Items from a data source
## Begin
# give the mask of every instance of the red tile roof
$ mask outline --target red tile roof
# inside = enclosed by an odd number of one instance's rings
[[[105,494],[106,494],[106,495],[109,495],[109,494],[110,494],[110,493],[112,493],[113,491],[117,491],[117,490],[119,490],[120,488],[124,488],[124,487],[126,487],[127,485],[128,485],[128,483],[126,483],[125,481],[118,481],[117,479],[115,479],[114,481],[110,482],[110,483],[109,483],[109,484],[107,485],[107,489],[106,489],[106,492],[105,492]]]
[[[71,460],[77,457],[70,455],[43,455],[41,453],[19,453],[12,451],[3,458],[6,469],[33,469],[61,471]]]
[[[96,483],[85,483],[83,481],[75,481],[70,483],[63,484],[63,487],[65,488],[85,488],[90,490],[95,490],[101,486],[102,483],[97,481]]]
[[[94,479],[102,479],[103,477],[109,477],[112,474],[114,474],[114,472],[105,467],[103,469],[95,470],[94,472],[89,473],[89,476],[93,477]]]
## End
▶ _TASK_
Reproduce the rows above, switching every "red tile roof" to "clay roof" and leaving everything else unchanged.

▶ _ANSWER TO THIS PROBLEM_
# give the mask of every instance of the clay roof
$ mask outline --target clay roof
# inside = enclosed by an odd number of one instance's rings
[[[105,494],[106,494],[106,495],[109,495],[109,494],[110,494],[110,493],[112,493],[113,491],[117,491],[117,490],[119,490],[120,488],[124,488],[124,487],[126,487],[127,485],[128,485],[128,483],[126,483],[125,481],[118,481],[117,479],[115,479],[114,481],[110,482],[110,483],[109,483],[109,484],[107,485],[107,489],[106,489],[106,492],[105,492]]]
[[[71,460],[77,457],[70,455],[43,455],[41,453],[19,453],[12,451],[3,458],[6,469],[33,469],[61,471]]]
[[[96,483],[85,483],[83,481],[75,481],[70,483],[63,484],[63,487],[65,488],[85,488],[90,490],[95,490],[101,486],[102,483],[97,481]]]
[[[94,479],[102,479],[103,477],[109,477],[112,474],[114,474],[114,472],[105,467],[103,469],[95,470],[94,472],[89,473],[89,476],[93,477]]]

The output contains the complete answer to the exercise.